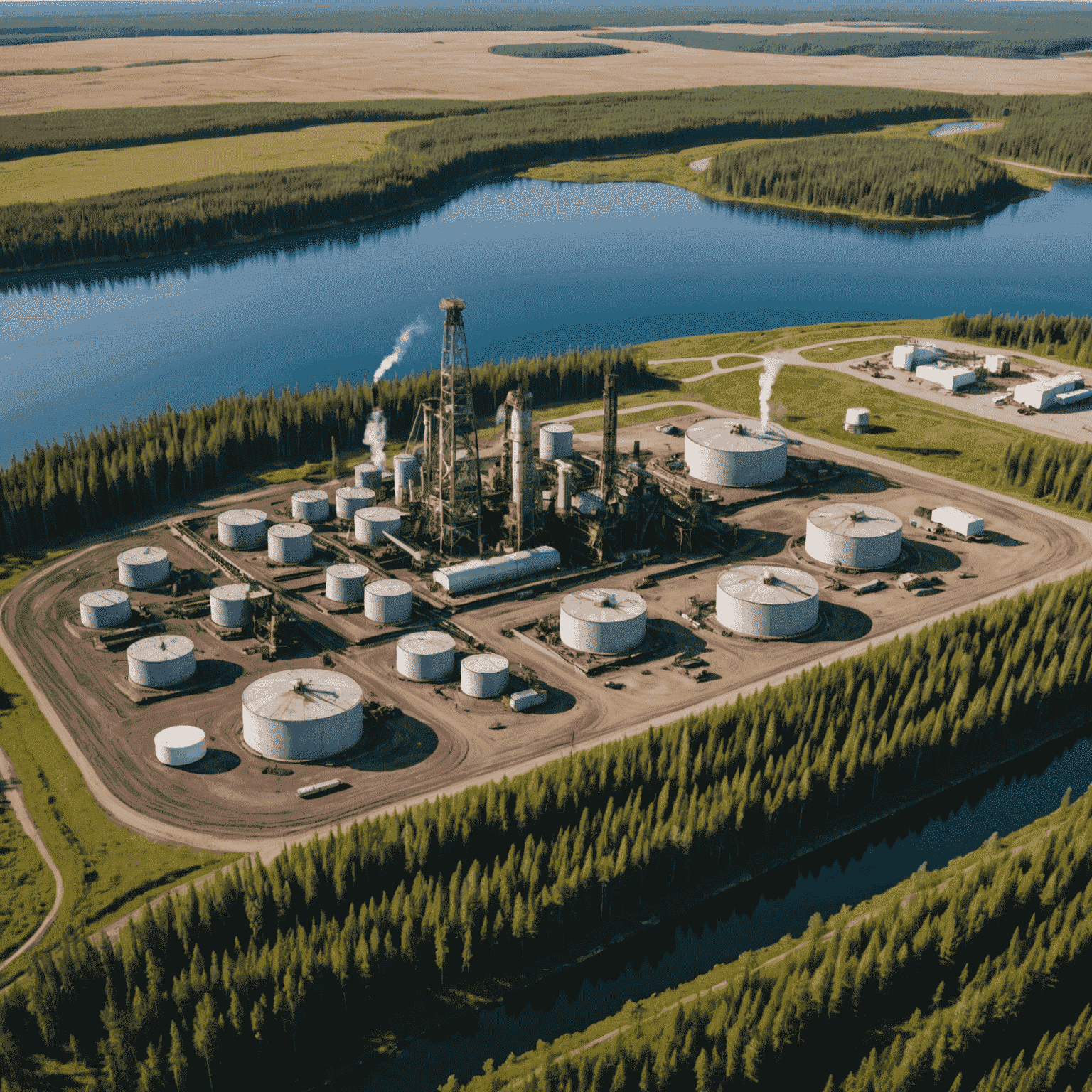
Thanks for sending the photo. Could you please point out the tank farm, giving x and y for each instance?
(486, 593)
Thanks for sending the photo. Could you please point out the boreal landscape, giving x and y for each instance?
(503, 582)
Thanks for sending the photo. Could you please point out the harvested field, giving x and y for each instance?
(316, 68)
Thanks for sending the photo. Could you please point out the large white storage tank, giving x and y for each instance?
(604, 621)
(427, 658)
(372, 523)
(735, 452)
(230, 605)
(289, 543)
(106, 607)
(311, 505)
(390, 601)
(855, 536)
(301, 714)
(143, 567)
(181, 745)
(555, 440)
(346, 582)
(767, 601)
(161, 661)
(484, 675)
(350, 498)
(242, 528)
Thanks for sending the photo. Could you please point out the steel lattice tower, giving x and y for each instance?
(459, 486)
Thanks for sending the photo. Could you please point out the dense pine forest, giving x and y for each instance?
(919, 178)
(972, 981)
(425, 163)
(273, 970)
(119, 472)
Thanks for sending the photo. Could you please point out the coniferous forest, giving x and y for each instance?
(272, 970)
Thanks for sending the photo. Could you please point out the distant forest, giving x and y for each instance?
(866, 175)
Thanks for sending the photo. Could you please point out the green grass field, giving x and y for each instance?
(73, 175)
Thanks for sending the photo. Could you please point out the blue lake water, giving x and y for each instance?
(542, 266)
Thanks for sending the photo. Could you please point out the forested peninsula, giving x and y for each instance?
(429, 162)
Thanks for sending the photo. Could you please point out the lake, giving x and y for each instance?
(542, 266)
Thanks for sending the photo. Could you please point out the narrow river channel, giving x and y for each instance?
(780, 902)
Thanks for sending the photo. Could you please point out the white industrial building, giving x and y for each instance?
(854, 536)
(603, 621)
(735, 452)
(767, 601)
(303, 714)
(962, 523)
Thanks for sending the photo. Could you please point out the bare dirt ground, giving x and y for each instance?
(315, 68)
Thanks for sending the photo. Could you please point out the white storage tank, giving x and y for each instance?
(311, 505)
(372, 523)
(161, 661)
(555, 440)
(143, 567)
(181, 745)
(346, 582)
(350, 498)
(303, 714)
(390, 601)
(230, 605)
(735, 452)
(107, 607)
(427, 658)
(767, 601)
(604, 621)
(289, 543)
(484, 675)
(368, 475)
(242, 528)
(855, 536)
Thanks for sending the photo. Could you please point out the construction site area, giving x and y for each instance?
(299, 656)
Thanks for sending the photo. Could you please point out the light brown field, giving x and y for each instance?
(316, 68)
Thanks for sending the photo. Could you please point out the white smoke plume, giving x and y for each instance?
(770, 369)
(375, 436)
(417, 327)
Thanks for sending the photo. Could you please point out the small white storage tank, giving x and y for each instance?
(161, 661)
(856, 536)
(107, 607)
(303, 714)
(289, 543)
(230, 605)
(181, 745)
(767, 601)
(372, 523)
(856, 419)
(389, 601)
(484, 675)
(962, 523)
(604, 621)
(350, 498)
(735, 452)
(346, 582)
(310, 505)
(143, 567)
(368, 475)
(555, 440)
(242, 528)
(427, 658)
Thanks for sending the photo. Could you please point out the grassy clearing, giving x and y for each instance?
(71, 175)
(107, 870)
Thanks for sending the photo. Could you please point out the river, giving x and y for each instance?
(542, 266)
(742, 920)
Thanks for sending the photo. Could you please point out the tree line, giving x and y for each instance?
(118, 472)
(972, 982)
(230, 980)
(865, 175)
---
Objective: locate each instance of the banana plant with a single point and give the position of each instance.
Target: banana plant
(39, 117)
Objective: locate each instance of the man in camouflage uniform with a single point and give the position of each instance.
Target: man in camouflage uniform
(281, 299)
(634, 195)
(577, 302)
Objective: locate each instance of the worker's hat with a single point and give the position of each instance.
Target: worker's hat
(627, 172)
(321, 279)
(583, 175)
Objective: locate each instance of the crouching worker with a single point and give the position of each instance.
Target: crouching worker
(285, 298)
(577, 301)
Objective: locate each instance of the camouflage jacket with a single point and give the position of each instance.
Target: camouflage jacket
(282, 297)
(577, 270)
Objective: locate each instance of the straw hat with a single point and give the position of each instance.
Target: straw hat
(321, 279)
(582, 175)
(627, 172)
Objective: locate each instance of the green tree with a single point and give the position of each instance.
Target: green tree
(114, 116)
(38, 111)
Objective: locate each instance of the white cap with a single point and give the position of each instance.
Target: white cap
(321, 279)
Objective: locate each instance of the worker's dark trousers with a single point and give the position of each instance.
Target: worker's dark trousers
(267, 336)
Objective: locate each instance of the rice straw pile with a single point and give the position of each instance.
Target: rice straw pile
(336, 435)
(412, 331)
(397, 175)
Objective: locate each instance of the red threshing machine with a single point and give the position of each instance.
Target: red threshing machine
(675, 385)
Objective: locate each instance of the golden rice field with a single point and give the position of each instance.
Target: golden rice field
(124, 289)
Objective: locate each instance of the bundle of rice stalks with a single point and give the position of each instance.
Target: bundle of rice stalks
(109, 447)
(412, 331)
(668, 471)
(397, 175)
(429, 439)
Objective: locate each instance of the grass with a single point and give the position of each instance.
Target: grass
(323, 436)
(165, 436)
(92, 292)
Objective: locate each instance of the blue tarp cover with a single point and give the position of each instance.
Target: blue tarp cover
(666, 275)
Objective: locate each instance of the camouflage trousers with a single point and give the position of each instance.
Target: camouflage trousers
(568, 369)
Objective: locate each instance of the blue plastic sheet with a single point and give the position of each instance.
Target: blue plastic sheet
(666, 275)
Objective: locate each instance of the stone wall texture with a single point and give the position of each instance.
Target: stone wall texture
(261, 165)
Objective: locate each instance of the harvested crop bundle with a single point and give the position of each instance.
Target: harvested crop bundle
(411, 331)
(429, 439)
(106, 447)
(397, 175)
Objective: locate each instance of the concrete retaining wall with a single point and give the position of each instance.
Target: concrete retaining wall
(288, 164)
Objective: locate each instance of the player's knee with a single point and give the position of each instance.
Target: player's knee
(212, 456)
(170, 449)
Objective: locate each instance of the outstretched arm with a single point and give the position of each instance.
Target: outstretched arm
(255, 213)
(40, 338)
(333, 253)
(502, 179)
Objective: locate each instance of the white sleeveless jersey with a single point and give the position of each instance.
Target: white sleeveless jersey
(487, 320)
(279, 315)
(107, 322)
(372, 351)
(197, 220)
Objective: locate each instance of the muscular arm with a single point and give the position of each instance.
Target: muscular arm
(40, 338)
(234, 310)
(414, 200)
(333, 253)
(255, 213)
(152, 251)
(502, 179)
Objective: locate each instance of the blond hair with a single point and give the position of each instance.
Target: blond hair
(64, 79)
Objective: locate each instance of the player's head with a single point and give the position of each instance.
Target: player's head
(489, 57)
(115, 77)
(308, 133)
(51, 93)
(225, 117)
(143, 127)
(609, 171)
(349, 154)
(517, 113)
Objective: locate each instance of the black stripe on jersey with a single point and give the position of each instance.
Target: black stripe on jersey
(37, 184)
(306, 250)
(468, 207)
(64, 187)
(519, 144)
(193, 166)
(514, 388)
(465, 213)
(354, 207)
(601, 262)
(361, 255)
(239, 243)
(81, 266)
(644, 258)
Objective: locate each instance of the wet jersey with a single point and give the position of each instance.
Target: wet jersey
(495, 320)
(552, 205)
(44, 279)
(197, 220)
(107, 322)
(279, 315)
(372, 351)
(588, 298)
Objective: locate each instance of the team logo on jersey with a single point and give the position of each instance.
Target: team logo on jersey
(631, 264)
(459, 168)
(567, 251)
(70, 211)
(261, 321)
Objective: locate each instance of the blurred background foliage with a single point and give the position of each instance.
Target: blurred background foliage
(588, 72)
---
• EXERCISE
Which lines in the rows above contain the word "outstretched"? Pick out each one, treating uppercase and lowercase as different.

• EXERCISE OUTPUT
Objective: locate each instance of the outstretched arm with a single point and give the position of each instance.
Target: outstretched arm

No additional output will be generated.